--- SUPPLIED DATA ---
· · · ·
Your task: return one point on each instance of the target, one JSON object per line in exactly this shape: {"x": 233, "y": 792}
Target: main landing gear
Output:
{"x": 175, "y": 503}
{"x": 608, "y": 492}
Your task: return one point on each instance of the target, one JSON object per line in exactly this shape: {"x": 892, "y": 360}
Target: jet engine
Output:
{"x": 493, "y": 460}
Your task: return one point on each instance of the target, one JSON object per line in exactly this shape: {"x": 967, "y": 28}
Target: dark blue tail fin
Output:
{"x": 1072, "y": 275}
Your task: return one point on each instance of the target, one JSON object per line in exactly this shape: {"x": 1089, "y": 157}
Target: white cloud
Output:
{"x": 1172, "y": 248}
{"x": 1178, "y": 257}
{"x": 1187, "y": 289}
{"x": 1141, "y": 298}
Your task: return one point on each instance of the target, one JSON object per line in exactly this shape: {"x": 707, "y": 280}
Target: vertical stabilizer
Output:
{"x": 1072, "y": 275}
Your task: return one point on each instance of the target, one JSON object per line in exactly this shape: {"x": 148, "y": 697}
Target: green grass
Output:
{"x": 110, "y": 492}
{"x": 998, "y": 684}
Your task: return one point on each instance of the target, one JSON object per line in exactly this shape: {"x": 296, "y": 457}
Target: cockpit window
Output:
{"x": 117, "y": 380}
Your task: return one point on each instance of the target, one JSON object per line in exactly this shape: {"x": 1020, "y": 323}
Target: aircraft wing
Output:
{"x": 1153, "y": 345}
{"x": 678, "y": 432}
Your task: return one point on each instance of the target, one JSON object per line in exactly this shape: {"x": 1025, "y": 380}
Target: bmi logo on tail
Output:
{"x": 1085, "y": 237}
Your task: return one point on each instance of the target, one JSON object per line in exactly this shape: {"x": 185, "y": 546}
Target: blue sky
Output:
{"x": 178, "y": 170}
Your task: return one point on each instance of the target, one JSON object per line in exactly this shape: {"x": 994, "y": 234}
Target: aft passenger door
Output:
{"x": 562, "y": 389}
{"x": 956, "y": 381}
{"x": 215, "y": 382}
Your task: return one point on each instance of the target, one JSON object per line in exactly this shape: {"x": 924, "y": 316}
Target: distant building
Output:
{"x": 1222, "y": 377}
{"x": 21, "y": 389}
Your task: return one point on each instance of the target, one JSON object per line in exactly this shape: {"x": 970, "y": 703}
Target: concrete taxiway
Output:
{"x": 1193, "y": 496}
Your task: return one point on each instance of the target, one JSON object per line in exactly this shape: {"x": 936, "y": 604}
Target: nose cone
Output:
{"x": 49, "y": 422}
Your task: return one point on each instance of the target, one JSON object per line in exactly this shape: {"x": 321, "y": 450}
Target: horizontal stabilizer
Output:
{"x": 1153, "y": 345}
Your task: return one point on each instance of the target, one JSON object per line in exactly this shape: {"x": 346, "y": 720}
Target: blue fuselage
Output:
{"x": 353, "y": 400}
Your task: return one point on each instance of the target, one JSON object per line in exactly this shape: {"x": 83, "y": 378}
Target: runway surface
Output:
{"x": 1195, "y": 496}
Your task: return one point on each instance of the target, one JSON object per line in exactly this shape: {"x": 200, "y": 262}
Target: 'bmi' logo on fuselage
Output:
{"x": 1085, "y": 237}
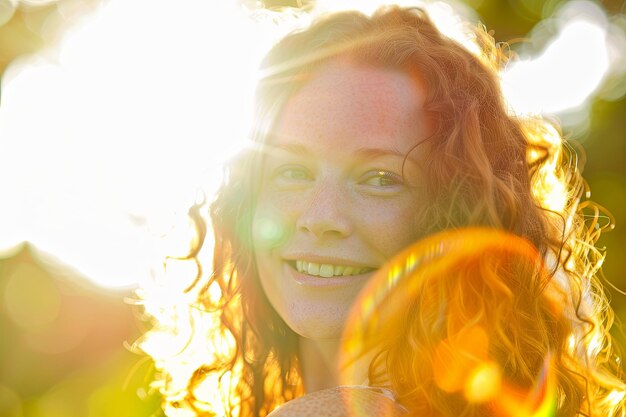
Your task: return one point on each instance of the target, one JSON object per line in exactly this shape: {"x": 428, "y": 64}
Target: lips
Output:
{"x": 327, "y": 270}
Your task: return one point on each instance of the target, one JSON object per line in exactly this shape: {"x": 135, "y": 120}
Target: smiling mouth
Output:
{"x": 327, "y": 270}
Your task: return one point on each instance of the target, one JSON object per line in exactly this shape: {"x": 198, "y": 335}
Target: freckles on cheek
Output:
{"x": 271, "y": 226}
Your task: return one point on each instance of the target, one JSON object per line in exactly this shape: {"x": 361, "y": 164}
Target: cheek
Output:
{"x": 393, "y": 226}
{"x": 272, "y": 224}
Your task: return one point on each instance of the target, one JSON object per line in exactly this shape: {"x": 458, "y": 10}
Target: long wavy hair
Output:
{"x": 486, "y": 167}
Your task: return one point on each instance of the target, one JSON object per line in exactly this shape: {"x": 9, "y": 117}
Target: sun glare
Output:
{"x": 109, "y": 133}
{"x": 572, "y": 66}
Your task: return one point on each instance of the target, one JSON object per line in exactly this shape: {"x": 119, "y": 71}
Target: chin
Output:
{"x": 312, "y": 324}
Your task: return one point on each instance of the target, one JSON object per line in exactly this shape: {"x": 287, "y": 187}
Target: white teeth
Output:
{"x": 313, "y": 268}
{"x": 328, "y": 270}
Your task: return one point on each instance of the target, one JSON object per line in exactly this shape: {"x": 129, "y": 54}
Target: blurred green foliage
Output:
{"x": 103, "y": 378}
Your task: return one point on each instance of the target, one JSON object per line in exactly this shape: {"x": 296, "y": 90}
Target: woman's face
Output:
{"x": 335, "y": 202}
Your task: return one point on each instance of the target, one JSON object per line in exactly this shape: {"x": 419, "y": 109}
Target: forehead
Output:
{"x": 347, "y": 105}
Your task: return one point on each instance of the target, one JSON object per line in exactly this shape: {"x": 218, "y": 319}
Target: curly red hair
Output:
{"x": 486, "y": 168}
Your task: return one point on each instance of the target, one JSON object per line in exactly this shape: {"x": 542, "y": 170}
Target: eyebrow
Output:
{"x": 361, "y": 153}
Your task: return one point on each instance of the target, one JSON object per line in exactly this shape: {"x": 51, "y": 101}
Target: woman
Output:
{"x": 374, "y": 133}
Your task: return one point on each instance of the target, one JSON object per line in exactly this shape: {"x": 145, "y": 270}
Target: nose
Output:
{"x": 326, "y": 212}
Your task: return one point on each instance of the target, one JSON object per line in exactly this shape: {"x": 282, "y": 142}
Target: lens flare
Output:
{"x": 457, "y": 338}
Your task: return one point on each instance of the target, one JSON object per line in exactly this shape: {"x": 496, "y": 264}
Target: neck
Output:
{"x": 319, "y": 363}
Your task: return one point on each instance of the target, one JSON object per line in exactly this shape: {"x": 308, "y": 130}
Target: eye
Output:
{"x": 381, "y": 178}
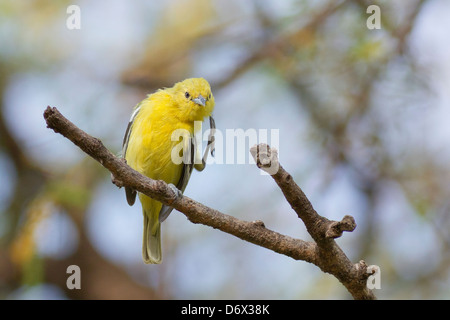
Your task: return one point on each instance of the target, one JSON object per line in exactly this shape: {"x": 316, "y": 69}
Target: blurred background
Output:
{"x": 363, "y": 118}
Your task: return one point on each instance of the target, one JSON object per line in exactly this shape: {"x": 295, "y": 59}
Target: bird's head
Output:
{"x": 194, "y": 98}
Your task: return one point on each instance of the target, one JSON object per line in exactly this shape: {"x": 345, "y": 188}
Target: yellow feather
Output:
{"x": 148, "y": 147}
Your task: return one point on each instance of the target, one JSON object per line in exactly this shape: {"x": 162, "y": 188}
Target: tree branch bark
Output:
{"x": 323, "y": 252}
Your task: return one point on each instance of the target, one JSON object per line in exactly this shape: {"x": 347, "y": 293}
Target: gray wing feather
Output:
{"x": 129, "y": 192}
{"x": 188, "y": 165}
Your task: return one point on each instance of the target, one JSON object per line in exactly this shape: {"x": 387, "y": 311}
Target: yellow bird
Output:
{"x": 159, "y": 143}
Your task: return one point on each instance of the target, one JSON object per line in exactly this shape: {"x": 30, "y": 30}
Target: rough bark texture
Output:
{"x": 323, "y": 251}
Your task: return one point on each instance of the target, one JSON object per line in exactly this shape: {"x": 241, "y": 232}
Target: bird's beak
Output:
{"x": 200, "y": 100}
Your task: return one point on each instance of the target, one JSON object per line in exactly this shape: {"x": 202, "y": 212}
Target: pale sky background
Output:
{"x": 85, "y": 87}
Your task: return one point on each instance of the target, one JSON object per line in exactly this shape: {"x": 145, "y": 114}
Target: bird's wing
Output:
{"x": 129, "y": 192}
{"x": 188, "y": 165}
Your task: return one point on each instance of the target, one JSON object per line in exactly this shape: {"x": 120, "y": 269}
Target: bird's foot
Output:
{"x": 177, "y": 192}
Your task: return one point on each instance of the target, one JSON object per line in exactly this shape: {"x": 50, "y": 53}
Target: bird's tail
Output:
{"x": 151, "y": 244}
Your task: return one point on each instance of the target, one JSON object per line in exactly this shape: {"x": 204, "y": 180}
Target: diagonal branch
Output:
{"x": 324, "y": 252}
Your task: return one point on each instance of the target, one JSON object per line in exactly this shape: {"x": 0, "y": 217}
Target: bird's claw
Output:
{"x": 177, "y": 191}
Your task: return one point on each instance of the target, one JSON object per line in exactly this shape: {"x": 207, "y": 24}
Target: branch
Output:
{"x": 324, "y": 252}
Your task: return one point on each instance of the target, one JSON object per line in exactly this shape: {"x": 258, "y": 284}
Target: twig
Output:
{"x": 324, "y": 252}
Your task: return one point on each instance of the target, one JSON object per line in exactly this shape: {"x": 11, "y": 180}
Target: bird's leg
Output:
{"x": 209, "y": 146}
{"x": 178, "y": 193}
{"x": 116, "y": 181}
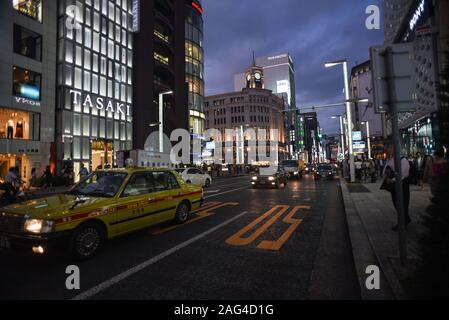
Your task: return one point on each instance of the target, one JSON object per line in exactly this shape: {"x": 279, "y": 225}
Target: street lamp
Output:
{"x": 344, "y": 63}
{"x": 368, "y": 138}
{"x": 342, "y": 133}
{"x": 161, "y": 119}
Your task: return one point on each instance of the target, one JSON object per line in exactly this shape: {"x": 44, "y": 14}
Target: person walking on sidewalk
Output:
{"x": 390, "y": 179}
{"x": 438, "y": 169}
{"x": 427, "y": 170}
{"x": 48, "y": 178}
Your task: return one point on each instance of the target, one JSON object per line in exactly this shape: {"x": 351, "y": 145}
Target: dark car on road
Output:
{"x": 324, "y": 171}
{"x": 269, "y": 177}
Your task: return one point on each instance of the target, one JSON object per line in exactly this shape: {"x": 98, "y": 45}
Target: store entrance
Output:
{"x": 102, "y": 154}
{"x": 9, "y": 161}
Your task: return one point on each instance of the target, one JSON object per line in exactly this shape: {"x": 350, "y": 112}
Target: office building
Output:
{"x": 250, "y": 108}
{"x": 159, "y": 52}
{"x": 95, "y": 82}
{"x": 279, "y": 77}
{"x": 426, "y": 126}
{"x": 311, "y": 136}
{"x": 364, "y": 113}
{"x": 195, "y": 65}
{"x": 27, "y": 85}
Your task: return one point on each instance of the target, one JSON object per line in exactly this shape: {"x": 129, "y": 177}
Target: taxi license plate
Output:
{"x": 5, "y": 243}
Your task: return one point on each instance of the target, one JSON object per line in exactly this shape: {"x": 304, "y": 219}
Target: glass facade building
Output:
{"x": 95, "y": 68}
{"x": 195, "y": 65}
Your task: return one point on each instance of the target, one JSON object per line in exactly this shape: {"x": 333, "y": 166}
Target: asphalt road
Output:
{"x": 290, "y": 243}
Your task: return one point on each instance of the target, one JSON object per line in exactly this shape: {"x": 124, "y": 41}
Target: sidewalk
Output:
{"x": 371, "y": 215}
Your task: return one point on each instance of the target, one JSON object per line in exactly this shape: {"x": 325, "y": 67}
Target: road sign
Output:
{"x": 357, "y": 145}
{"x": 402, "y": 77}
{"x": 357, "y": 136}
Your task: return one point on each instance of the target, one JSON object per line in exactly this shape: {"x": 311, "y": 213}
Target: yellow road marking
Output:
{"x": 276, "y": 245}
{"x": 204, "y": 212}
{"x": 238, "y": 239}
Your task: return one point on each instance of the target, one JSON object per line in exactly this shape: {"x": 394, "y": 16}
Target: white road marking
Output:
{"x": 229, "y": 184}
{"x": 221, "y": 193}
{"x": 114, "y": 280}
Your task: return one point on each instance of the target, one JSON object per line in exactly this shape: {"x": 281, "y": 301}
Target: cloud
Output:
{"x": 312, "y": 31}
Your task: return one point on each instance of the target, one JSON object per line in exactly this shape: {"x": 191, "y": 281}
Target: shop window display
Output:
{"x": 15, "y": 124}
{"x": 26, "y": 84}
{"x": 30, "y": 8}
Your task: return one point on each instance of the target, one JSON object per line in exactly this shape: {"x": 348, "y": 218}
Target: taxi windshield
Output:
{"x": 100, "y": 184}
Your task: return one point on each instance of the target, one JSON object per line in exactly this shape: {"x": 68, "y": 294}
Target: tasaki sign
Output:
{"x": 100, "y": 103}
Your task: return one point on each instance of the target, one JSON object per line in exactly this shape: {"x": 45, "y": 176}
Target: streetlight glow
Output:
{"x": 348, "y": 100}
{"x": 161, "y": 119}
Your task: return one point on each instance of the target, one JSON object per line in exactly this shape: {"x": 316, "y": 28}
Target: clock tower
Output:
{"x": 254, "y": 76}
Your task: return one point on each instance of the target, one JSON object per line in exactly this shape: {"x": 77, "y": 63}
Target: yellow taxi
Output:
{"x": 104, "y": 205}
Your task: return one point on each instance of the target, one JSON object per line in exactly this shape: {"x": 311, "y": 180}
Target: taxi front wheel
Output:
{"x": 87, "y": 240}
{"x": 182, "y": 214}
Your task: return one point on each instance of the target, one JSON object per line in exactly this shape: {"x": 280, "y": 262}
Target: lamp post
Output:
{"x": 342, "y": 133}
{"x": 348, "y": 112}
{"x": 161, "y": 119}
{"x": 368, "y": 138}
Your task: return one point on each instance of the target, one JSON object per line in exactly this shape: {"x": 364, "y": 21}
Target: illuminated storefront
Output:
{"x": 30, "y": 8}
{"x": 95, "y": 84}
{"x": 195, "y": 65}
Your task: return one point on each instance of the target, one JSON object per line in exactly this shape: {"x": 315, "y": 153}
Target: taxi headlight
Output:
{"x": 38, "y": 226}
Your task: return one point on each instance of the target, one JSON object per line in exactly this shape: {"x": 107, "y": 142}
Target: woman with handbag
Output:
{"x": 389, "y": 184}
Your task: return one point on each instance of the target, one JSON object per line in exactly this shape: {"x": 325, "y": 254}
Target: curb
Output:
{"x": 363, "y": 252}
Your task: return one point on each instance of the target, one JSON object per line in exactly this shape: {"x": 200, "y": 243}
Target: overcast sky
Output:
{"x": 312, "y": 31}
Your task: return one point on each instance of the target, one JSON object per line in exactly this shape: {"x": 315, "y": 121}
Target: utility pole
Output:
{"x": 397, "y": 156}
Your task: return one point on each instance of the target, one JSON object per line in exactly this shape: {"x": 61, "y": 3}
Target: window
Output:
{"x": 139, "y": 184}
{"x": 19, "y": 125}
{"x": 27, "y": 43}
{"x": 30, "y": 8}
{"x": 26, "y": 84}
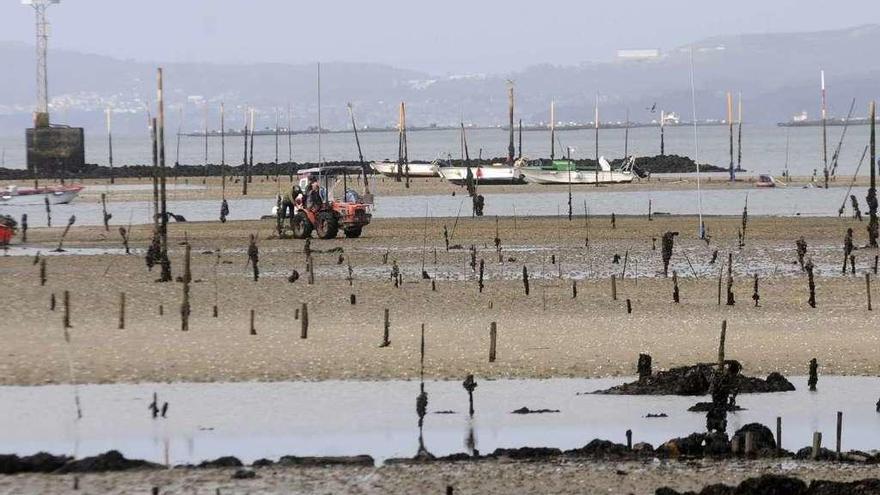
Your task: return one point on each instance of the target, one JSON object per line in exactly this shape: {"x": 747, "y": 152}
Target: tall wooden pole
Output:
{"x": 730, "y": 128}
{"x": 110, "y": 145}
{"x": 166, "y": 267}
{"x": 825, "y": 132}
{"x": 872, "y": 191}
{"x": 662, "y": 133}
{"x": 357, "y": 141}
{"x": 552, "y": 130}
{"x": 739, "y": 136}
{"x": 511, "y": 151}
{"x": 597, "y": 139}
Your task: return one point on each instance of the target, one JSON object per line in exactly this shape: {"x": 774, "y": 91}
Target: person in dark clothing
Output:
· · · ·
Check every line of the data, and copy the ones that contain "feather".

--- RESULT OF THIS EXERCISE ---
Target: yellow feather
Target: gray wing feather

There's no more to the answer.